======== Dataset records ========

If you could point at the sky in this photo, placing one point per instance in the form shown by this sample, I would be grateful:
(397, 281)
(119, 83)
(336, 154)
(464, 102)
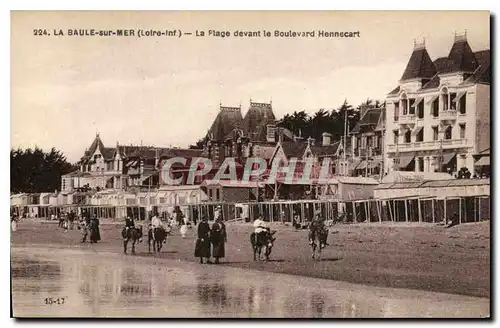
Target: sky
(166, 91)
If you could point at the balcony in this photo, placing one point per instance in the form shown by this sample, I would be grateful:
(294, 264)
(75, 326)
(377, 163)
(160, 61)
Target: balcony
(448, 114)
(428, 145)
(363, 152)
(407, 119)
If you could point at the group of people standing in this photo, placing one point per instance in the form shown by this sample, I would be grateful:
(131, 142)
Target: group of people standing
(211, 240)
(89, 226)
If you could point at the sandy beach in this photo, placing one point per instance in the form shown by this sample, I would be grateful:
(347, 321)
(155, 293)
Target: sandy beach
(413, 256)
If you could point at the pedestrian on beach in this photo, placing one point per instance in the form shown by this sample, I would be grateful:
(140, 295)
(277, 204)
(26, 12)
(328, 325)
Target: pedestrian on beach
(219, 238)
(13, 222)
(202, 247)
(95, 234)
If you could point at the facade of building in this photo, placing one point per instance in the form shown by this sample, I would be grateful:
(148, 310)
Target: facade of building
(438, 116)
(367, 143)
(232, 135)
(119, 167)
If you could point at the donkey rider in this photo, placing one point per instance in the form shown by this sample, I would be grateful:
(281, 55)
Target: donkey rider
(155, 224)
(261, 228)
(129, 224)
(317, 226)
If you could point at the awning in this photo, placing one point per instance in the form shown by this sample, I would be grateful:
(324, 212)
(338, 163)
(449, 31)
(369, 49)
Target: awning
(362, 165)
(447, 157)
(483, 161)
(416, 130)
(418, 101)
(459, 96)
(404, 161)
(430, 101)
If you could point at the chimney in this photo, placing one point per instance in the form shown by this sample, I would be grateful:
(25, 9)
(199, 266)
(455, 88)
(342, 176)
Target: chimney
(271, 133)
(363, 109)
(299, 137)
(327, 138)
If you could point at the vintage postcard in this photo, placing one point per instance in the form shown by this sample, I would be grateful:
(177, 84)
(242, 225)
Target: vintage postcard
(314, 164)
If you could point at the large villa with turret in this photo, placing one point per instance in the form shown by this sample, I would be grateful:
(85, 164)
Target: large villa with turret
(433, 124)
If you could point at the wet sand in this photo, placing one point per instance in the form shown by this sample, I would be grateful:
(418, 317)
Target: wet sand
(422, 257)
(85, 283)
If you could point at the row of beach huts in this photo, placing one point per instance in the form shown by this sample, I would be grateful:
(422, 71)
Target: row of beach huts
(399, 197)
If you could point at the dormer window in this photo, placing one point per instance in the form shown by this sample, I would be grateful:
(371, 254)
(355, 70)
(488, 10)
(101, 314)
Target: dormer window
(404, 104)
(445, 99)
(407, 136)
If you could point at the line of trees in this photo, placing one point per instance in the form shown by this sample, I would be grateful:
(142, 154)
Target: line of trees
(33, 170)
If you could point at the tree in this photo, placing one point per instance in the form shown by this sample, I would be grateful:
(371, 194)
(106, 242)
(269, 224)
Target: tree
(36, 170)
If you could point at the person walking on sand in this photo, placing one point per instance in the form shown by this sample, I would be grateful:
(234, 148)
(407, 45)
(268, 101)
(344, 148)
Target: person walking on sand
(202, 247)
(219, 238)
(13, 222)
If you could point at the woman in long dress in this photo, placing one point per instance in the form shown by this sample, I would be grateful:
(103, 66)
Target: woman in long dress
(218, 238)
(95, 235)
(184, 227)
(13, 222)
(202, 247)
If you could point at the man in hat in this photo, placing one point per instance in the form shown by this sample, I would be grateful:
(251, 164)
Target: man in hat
(202, 247)
(317, 226)
(218, 237)
(155, 224)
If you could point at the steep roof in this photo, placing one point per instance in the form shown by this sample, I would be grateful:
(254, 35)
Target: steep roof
(293, 149)
(461, 57)
(483, 72)
(96, 144)
(420, 65)
(328, 150)
(181, 152)
(256, 120)
(228, 119)
(395, 91)
(369, 121)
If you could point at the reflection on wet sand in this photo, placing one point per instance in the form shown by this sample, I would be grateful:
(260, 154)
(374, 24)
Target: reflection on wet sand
(99, 285)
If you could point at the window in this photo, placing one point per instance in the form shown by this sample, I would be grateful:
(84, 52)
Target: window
(463, 104)
(435, 133)
(453, 104)
(404, 104)
(396, 136)
(444, 99)
(363, 142)
(462, 131)
(420, 136)
(435, 107)
(411, 104)
(420, 109)
(447, 133)
(396, 111)
(408, 136)
(420, 161)
(368, 142)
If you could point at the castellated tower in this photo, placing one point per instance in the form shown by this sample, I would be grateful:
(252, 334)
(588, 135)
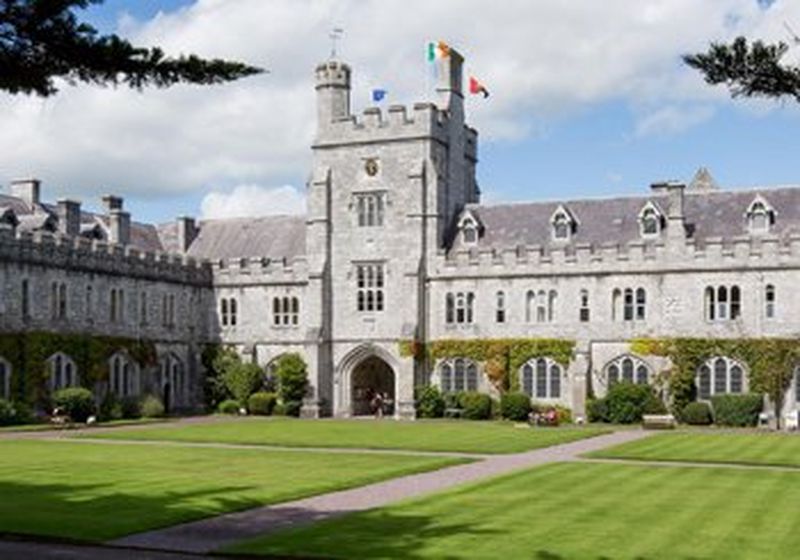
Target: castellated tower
(385, 190)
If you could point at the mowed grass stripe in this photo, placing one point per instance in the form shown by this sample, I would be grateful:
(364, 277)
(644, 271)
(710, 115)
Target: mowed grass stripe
(453, 436)
(573, 510)
(750, 449)
(100, 492)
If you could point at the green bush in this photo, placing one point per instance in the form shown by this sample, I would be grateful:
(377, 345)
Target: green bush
(628, 402)
(597, 410)
(241, 380)
(110, 408)
(292, 408)
(131, 408)
(262, 403)
(8, 414)
(292, 375)
(476, 406)
(737, 410)
(515, 406)
(229, 406)
(76, 402)
(697, 414)
(453, 400)
(151, 407)
(430, 402)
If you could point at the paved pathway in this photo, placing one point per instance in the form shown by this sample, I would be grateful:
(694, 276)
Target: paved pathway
(30, 550)
(211, 534)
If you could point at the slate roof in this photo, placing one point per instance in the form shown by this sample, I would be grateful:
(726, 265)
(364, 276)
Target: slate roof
(708, 214)
(273, 237)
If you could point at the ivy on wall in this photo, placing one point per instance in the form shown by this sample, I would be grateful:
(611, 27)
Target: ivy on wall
(502, 358)
(28, 353)
(770, 361)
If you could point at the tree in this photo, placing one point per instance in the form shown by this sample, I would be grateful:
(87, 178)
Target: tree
(749, 69)
(41, 40)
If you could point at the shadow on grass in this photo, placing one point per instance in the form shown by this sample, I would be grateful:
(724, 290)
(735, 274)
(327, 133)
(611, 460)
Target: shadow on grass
(95, 512)
(387, 535)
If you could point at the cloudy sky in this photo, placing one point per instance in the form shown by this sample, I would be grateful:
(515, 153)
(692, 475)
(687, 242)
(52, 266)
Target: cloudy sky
(588, 99)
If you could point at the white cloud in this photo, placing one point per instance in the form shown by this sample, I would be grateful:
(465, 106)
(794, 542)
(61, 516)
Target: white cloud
(672, 119)
(539, 59)
(251, 201)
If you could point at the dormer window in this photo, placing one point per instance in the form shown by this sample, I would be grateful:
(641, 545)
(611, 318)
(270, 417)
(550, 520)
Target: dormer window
(563, 224)
(760, 216)
(469, 227)
(650, 220)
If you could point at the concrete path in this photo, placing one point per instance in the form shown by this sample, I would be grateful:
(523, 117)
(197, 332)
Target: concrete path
(211, 534)
(31, 550)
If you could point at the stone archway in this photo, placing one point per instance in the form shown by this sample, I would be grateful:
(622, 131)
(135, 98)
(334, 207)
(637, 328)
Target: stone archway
(370, 376)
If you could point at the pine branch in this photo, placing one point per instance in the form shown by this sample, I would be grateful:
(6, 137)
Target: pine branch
(749, 70)
(41, 40)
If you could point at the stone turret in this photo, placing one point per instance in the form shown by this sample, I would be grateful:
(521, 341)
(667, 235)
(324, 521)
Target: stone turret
(333, 93)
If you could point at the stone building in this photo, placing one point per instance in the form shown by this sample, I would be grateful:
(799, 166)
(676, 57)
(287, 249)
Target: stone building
(397, 250)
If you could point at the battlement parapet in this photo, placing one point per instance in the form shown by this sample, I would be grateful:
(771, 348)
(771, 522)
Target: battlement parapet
(610, 257)
(397, 123)
(260, 270)
(78, 253)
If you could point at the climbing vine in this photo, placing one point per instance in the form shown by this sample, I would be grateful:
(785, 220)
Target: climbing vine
(28, 353)
(770, 362)
(501, 357)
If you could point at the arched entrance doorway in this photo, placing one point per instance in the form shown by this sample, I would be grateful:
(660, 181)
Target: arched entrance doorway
(370, 377)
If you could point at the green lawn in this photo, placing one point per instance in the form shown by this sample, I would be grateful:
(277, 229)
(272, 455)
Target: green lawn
(750, 448)
(100, 491)
(573, 511)
(437, 435)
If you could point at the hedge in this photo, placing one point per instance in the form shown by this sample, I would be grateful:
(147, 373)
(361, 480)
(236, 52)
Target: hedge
(697, 414)
(737, 410)
(515, 406)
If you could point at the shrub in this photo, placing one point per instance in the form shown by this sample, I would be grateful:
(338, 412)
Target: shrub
(515, 406)
(241, 380)
(76, 402)
(476, 406)
(110, 408)
(292, 408)
(737, 410)
(229, 406)
(8, 414)
(262, 403)
(292, 377)
(597, 410)
(152, 407)
(564, 414)
(628, 402)
(430, 402)
(697, 414)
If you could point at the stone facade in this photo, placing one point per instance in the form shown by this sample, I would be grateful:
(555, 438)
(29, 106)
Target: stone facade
(397, 247)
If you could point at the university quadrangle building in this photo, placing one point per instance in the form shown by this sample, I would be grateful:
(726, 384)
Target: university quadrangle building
(396, 252)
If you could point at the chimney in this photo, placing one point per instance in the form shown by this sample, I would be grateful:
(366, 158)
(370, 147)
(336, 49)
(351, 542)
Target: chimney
(119, 221)
(675, 216)
(111, 203)
(187, 232)
(69, 217)
(27, 189)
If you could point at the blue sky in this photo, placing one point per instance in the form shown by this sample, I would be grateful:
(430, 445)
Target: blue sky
(586, 101)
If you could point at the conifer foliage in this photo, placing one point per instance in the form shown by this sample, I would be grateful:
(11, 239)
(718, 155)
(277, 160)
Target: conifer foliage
(749, 69)
(42, 40)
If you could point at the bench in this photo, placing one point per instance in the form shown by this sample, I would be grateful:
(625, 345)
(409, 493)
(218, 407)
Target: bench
(658, 422)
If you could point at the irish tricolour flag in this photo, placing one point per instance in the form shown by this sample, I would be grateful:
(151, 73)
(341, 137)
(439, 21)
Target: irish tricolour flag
(437, 50)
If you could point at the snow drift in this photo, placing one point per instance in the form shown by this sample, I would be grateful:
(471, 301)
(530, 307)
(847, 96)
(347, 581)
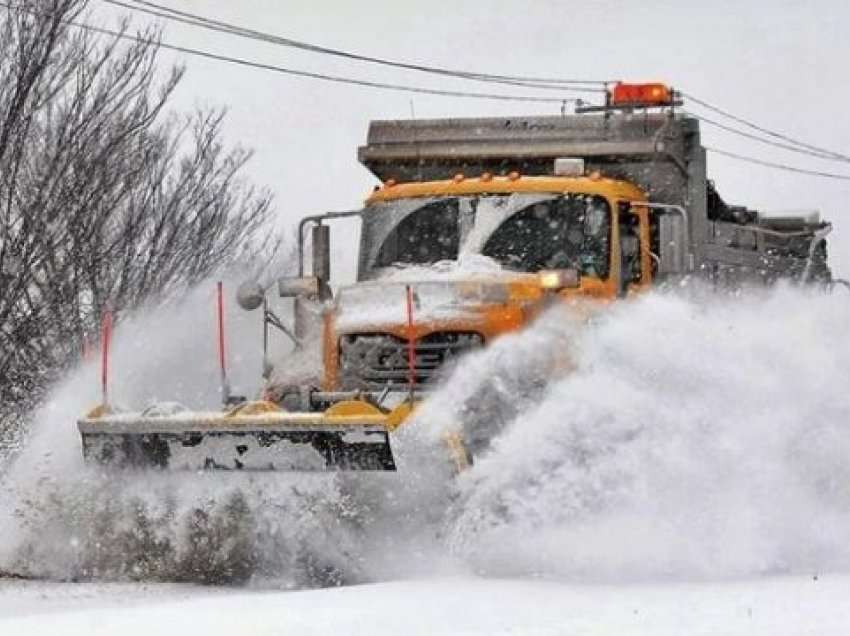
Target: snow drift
(673, 436)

========

→ Prompt
Up to and including the last line of the listing, starting at the line with "If you could point at the blue", extract every line exactly and leave out the pictures.

→ Task solution
If you could point at the blue sky in this photo, placing one point per instance in the form shown by this sample, I would be grateful:
(430, 445)
Target: blue sky
(586, 101)
If you could point at the conifer foliage in this photo, placing one point per instance in the form shown by this sample, I would be grateful:
(11, 239)
(718, 155)
(277, 160)
Target: conifer foliage
(749, 69)
(42, 40)
If you could point at the bench in this photo, placing one point per instance in the form shown by this sample, I would be grateful:
(625, 345)
(409, 493)
(218, 407)
Target: bench
(658, 422)
If you could point at the irish tricolour flag in this photo, placing one point per instance in the form shown by this sample, I would be grateful:
(151, 73)
(341, 137)
(439, 21)
Target: irish tricolour flag
(437, 50)
If you could point at the snow drift in this photo, placing one point per instance in the form shown by this sample, I would be grateful:
(471, 301)
(530, 307)
(847, 96)
(347, 581)
Target: snow drift
(673, 436)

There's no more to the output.